PROBLEM REQUIREMENTS. Leaving the pictures aside, transcribe every line below exactly.

[Records excerpted from a collection]

+===+

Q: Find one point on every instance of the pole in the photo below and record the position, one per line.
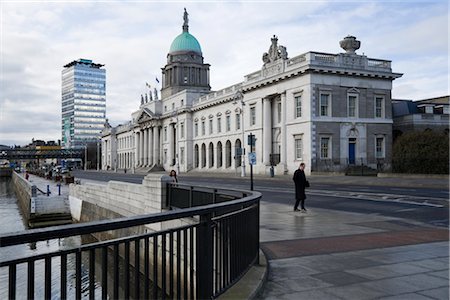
(243, 141)
(85, 157)
(251, 165)
(98, 156)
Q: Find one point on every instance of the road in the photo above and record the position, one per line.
(422, 204)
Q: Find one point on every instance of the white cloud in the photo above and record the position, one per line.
(132, 40)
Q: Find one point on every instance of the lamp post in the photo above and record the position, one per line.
(239, 97)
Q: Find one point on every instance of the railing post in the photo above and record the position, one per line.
(204, 249)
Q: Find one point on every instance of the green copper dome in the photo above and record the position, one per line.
(185, 42)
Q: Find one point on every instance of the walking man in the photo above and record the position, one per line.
(300, 184)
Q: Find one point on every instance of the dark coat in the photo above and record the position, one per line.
(300, 184)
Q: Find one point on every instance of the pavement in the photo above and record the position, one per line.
(329, 254)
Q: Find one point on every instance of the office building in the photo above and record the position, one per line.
(83, 103)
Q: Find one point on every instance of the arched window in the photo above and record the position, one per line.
(196, 160)
(219, 155)
(211, 155)
(228, 154)
(238, 153)
(203, 156)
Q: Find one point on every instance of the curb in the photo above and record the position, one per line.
(251, 284)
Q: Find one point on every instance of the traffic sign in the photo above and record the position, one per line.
(252, 158)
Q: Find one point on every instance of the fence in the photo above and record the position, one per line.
(196, 261)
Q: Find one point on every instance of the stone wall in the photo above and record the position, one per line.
(25, 193)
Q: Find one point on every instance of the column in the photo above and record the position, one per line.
(151, 161)
(142, 149)
(283, 158)
(267, 131)
(171, 140)
(136, 150)
(156, 145)
(145, 147)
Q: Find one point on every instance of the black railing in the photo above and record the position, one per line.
(195, 261)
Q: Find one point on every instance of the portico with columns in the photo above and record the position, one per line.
(326, 110)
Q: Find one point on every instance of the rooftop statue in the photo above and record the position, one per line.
(275, 52)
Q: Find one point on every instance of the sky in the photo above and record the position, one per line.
(132, 39)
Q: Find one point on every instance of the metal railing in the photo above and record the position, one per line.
(196, 261)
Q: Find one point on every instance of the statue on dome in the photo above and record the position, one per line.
(185, 18)
(275, 52)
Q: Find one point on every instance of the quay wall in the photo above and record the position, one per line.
(26, 194)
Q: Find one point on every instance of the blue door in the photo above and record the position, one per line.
(351, 152)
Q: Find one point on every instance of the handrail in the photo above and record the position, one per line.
(42, 234)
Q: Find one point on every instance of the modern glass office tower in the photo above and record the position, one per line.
(83, 103)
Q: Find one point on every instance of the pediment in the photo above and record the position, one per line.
(145, 115)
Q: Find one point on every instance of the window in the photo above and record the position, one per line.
(379, 151)
(325, 147)
(181, 158)
(252, 115)
(352, 104)
(298, 148)
(238, 121)
(279, 111)
(379, 107)
(298, 106)
(325, 104)
(219, 124)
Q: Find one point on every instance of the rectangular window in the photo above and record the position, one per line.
(325, 147)
(298, 106)
(182, 155)
(279, 111)
(379, 107)
(325, 104)
(252, 115)
(219, 124)
(379, 147)
(298, 148)
(352, 101)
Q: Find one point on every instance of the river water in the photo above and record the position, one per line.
(11, 220)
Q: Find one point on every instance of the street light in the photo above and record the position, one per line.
(239, 98)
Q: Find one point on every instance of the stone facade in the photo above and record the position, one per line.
(327, 110)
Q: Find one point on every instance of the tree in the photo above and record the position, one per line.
(424, 152)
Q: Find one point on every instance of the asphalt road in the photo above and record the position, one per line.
(427, 205)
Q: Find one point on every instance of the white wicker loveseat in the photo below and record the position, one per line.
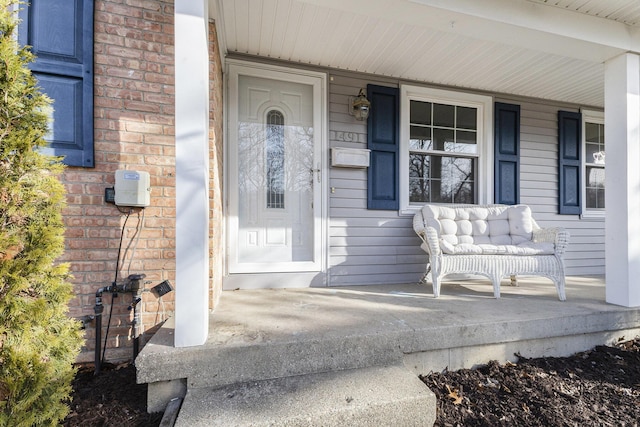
(493, 241)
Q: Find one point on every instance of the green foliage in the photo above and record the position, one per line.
(38, 340)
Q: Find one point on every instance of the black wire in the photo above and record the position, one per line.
(115, 284)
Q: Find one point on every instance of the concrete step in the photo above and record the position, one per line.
(375, 396)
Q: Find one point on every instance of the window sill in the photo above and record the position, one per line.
(593, 215)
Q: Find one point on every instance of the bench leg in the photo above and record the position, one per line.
(436, 285)
(425, 276)
(560, 288)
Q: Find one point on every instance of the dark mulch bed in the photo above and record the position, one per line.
(111, 398)
(600, 387)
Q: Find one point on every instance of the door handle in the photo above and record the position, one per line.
(317, 171)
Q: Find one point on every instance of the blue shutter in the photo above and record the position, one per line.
(507, 154)
(383, 139)
(569, 149)
(61, 36)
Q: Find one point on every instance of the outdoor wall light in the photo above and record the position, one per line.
(360, 106)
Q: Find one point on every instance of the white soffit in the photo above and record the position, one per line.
(520, 47)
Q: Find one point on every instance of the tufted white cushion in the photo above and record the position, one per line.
(485, 230)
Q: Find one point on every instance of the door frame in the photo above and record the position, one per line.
(265, 277)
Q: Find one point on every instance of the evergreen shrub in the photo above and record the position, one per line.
(39, 342)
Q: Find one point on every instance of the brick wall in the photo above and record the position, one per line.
(134, 129)
(216, 171)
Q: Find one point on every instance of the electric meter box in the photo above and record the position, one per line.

+===+

ANSWER TO THIS TASK.
Q: Find one point on every instance of the pole in the photo below and record the position, one per line.
(243, 141)
(85, 157)
(251, 165)
(98, 156)
Q: Find one point on every instance of the road in the photo above and record the position, one per line.
(422, 204)
Q: Find one point on every instance of the white cloud in the photo above and record the position, one per line.
(132, 40)
Q: Find one point on every instance of the lamp post in the photo above and record the position, one per line.
(239, 97)
Q: Find one point on every instance of the railing post in the photo above and record the position, one per line.
(204, 249)
Q: Find one point on every instance of the green copper dome in the photo above and record the position, one per line.
(185, 42)
Q: Find one point on every instance of the walking man in the photo above and record the position, one per line.
(300, 184)
Q: Find one point on every instance of the dark coat in the photo above and record the position, one per line.
(300, 184)
Q: Find one point on every instance of the pavement in the photo above and record the position, one per line.
(329, 254)
Q: Find one point on every instance of the office building in the photo above and record the position, one per line.
(83, 103)
Q: Find one point on every instance of the arched window in the photo above and record the position, one per line.
(196, 160)
(219, 155)
(211, 155)
(228, 154)
(238, 153)
(203, 156)
Q: Find one point on every instance of the curb in the photo above and record the position, one per line.
(251, 284)
Q: Find one point on every instance of the traffic sign in the photo above and record the position, one per line.
(252, 158)
Q: Find one point on every instance of the fence in the photo above and record the position, one per line.
(196, 261)
Q: Find one point on every instance of the stone wall in the photo above and record the position, one per line.
(25, 193)
Q: Find one point on every instance of the column in the photo above and record the position, one per line.
(151, 161)
(142, 149)
(283, 158)
(267, 131)
(171, 140)
(136, 150)
(156, 145)
(145, 147)
Q: Find one point on every instance of the black railing in the photo above and record the position, one per line.
(195, 261)
Q: Find one point on every instance of the portico with columns in the photo above and record the position, one per line.
(326, 110)
Q: Find one point on every instance of the rooftop statue in the photo above and record the position, one per line.
(275, 52)
Q: Find one point on every instance of the sky in the photo above and record the position, one per line.
(132, 39)
Q: Find one point on every instance of the metal railing in the photo above and record the position, one per line.
(196, 261)
Q: Find one point on every instance of the statue on dome in the photo above and record the position, one per line.
(185, 18)
(275, 52)
Q: Find one point on every instance of the quay wall in the photo above and record the position, one per line.
(26, 194)
Q: Find one point on every instance of the blue door in the photo above and record the position, one per line.
(351, 152)
Q: Find one point on every instance of the handrail in the photo above and record the position, one per line.
(42, 234)
Q: Find one point on every instance of the modern glass office tower in the photo above and record the position, one per line.
(83, 103)
Q: Find one point on every instance of the pediment in the photo above and record the position, one per line.
(145, 115)
Q: Find one point on every instance of the window in the photo above and record the position, one per line.
(379, 151)
(325, 147)
(181, 158)
(252, 115)
(352, 104)
(298, 148)
(238, 121)
(279, 111)
(379, 107)
(298, 106)
(325, 104)
(219, 124)
Q: Find one point on every instance of the rectangular window in the photo above and record the position, one per line.
(325, 147)
(298, 106)
(182, 155)
(279, 111)
(379, 107)
(325, 104)
(252, 115)
(219, 124)
(379, 147)
(298, 148)
(352, 101)
Q: Find one point on every instance of the river water in the photo above and record the position, one per line.
(11, 220)
Q: Find one point on every instance of the street light in the photo above and record the position, one per line.
(239, 98)
Q: Find one point on every instance of the stone facade in the photo above and record the position, one per line.
(327, 110)
Q: Find one point on every instance of the tree in the photo above and record the position, one per line.
(424, 152)
Q: Find one point on every instance of the asphalt road in the photo above and record the position, one per line.
(427, 205)
Q: Find one point on every instance of the white wicker loveseat in the photo below and record the position, one per line.
(493, 241)
Q: Find one point on every instance of the green foliage in the photo above and record the position, one per line.
(38, 340)
Q: Find one point on every instance of the black wire in the photo above and record the position, one per line.
(115, 284)
Q: Find one point on every instance of the concrete step in the photo above and record the position, one per line.
(375, 396)
Q: Find one point on every instance of the window sill in the photo above and record the position, one per line.
(593, 215)
Q: Find one point on every instance of the bench leg in the photo above and record the position, one per line.
(436, 285)
(425, 276)
(560, 288)
Q: Find one point on every instance of the dark mulch bed in the photo above and record the position, one per line.
(111, 398)
(600, 387)
Q: Find one point on every instance of the door handle in the photo above and record the position, one per line.
(317, 171)
Q: Find one point on every instance of the blue shutter in the photo above and record the position, one per line.
(507, 154)
(383, 139)
(569, 149)
(61, 36)
Q: Find one point on every instance of the outdoor wall light in the photo above and record the position, one per line.
(360, 106)
Q: Find one point on every instance of the white soffit in the photo above and record the position, one per line.
(520, 47)
Q: Find one point on every instance of the tufted white cushion in the photo above and record the position, one per line.
(485, 230)
Q: Find one point on every instance of the door frame in the photo above and record the position, one per line.
(265, 277)
Q: Find one point on every instance of the evergreen shrub in the photo above and record the position, one per line.
(39, 342)
Q: Find one point on every instance of the brick wall in the photo above and record the position, one per line.
(134, 129)
(216, 171)
Q: Find one point on every instance of the electric meter box in the photo above and record the position, one per line.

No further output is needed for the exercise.